- A defect in carbohydrate storage and/or utilisation referred to as Polysaccharide Storage Myopathy (PSSM: Valberg et al; 1992; Valentine et al. 2001)
- Those horses that don’t have an intrinsic muscle defect (or in some cases the specific intrinsic defect has not yet been identified). This group includes those animals that develop this condition due to overexertion and possibly dietary mismanagement.
- How diet may increase the risk of tying up (in particular the non-intrinsic type)
Diet and dietary management are amongst the factors that can increase the risk of an episode;
- Exercising after a period of overfeeding and under-exercising such as after a weekend off.
- The overfeeding of non-structural carbohydrate (NSC i.e starch and water soluble carbohydrates[WSC]) especially when coupled with a lack of fibre/forage
- Electrolyte imbalances either down to the diet or an animal’s individual metabolism
- How you can help (excluding PSSM – for specific PSSM advice call the WINERGY Care-Line)
The trigger factors may be different in each horse and therefore an individual’s tolerance of certain dietary factors may be different. However, as diet is one aspect of your horse’s management that you can influence it is advisable to follow the tips below;
General Management advice
- Provide as much turnout as possible but manage access to grazing in a similar way as you would for a laminitic in order to avoid a large intake of WSC (simple sugars plus fructan).

SUPPLIED RECORDS ::
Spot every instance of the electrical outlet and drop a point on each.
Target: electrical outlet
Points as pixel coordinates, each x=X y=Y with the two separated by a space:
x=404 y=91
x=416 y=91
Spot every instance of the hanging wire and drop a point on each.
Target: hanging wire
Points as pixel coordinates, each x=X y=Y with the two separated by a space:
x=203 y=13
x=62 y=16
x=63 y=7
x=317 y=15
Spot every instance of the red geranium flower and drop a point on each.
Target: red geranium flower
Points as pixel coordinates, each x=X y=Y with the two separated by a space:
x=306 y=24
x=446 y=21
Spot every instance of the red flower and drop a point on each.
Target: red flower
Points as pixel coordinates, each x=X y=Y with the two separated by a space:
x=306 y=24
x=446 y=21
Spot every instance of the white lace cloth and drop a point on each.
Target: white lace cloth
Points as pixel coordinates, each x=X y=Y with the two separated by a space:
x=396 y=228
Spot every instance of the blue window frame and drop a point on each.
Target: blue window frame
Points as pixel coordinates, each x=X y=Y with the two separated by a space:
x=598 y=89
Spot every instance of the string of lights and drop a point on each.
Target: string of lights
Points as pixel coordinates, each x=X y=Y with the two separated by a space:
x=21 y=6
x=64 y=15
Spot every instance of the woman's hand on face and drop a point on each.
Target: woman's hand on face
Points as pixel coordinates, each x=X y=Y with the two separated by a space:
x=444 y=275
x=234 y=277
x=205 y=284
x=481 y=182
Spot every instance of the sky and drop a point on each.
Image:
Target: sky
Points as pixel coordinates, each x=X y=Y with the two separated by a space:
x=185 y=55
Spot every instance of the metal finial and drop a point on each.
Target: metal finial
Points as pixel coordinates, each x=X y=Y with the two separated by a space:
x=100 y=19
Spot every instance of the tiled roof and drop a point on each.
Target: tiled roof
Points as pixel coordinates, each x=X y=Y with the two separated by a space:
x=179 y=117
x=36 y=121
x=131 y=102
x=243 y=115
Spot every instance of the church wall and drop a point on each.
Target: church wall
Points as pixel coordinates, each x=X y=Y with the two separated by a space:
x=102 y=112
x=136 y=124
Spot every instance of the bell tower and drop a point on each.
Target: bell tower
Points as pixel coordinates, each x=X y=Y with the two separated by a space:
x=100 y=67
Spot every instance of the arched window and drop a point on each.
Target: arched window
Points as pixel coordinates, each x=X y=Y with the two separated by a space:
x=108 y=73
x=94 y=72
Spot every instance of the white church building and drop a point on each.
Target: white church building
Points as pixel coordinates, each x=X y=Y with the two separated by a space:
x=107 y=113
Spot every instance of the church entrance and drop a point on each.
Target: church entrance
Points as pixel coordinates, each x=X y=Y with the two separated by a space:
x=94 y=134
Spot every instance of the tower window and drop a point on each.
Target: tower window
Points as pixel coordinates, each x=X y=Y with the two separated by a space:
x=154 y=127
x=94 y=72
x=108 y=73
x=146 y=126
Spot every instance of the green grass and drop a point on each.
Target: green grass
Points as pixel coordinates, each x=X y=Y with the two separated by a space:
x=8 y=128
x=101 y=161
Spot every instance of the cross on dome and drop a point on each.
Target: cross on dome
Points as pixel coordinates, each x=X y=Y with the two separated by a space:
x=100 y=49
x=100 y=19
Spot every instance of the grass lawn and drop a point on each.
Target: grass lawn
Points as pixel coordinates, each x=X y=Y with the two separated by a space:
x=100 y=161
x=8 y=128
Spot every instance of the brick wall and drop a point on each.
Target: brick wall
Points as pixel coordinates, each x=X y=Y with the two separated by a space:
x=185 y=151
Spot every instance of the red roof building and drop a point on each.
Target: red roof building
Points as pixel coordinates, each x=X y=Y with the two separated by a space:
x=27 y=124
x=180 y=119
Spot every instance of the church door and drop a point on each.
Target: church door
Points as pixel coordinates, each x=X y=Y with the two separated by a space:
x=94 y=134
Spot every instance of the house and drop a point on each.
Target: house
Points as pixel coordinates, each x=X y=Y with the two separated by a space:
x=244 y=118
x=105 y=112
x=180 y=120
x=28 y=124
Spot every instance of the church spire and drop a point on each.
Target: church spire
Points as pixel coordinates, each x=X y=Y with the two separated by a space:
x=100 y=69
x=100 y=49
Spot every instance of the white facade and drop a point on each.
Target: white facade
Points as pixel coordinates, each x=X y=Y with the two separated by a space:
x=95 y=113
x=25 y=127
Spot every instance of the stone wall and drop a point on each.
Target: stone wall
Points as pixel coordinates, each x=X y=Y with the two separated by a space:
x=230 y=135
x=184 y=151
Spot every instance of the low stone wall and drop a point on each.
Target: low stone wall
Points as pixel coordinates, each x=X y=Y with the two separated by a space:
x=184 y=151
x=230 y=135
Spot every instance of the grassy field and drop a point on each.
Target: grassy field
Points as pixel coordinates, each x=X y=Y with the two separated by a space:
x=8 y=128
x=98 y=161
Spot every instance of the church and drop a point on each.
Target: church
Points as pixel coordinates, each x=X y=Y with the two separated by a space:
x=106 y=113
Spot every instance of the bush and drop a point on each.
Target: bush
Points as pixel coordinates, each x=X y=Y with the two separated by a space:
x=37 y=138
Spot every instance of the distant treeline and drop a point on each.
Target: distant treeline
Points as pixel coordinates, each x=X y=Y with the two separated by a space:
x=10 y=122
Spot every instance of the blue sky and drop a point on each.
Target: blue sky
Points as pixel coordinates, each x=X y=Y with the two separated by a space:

PROBLEM SET ::
A - In the passage on tying up in horses, what does the abbreviation PSSM stand for?
B - Copy the passage on tying up in horses word for word, starting with "- A defect in" and going on through "possibly dietary mismanagement.".
C - Carry on the passage on tying up in horses from the point where it stops.
The entries have no connection to the passage on tying up in horses.

EXERCISE ANSWERS ::
A - Polysaccharide Storage Myopathy.

B -
- A defect in carbohydrate storage and/or utilisation referred to as Polysaccharide Storage Myopathy (PSSM: Valberg et al; 1992; Valentine et al. 2001)
- Those horses that don’t have an intrinsic muscle defect (or in some cases the specific intrinsic defect has not yet been identified). This group includes those animals that develop this condition due to overexertion and possibly dietary mismanagement.

C -
- Maintain a regular exercise programme, avoiding prolonged periods of box rest wherever possible.
- Take care to warm up and cool down properly before and after exercise.
- Aim to reduce stress wherever possible including during exercise, turnout and transport.
- Do not feed in anticipation of an increase in workload – wait until additional energy is needed before increasing intake.
- Dietary advice
- Maximise forage intake feeding a minimum of 15g per kilogram bodyweight (dry matter) bodyweight per day
- Soaking hay to reduce WSC may be helpful (Longland et al 2014). Alternatively consider having your forage analysed.
- Provide a balanced supply of vitamins, minerals and quality protein by feeding the recommended ration of an appropriate compound feed or balancer.
- Additional vitamin E and selenium may help to support muscle health and reduce the risk of tying up. Daily intakes of 1500-2500 iu of vitamin E and 1.5-3mg of selenium for a 500kg horse in work have been suggested (Saastamoinen and Harris 2008).
- Vegetable oil can be added at up to 1ml per 1kg of bodyweight per day to provide additional energy (calories) if needed.
- Add any additional oil gradually (ie increase by approximately 100mls over each week as required) and ensure the diet provides an additional 100-150iu of vitamin E for every 100mls of oil added (Stratton-Phelps et al 2003).
- The amount of starch that can be tolerated varies between individuals, but start by choosing a feed containing less than 15% starch.
- On rest days reduce feed intake by half from the evening before to the evening after.
- Maintain electrolyte balance
- Mickelson, J.R. and Valberg, S.J. (2015) The genetics of skeletal muscle disorders in horses. Annu. Rev. Anim. Biosci. 3, 197-217
- Valberg, S.J., Cardinet, G.H. III, Carlson, G.P. and DiMauro. S (1992) Polysaccharide storage myopathy associated with recurrent exertional rhabomyolysis in horse. Neuromuscul. Disord. 2, 351-359
- Valentine, B.A., Van Saun, R.J. and Thompson, H.F. (2001) Role of dietary carbohydrate and fat in horses with equine polysaccharide storage myopathy. J Am. Vet. Med. Assoc. 219 1537-1544.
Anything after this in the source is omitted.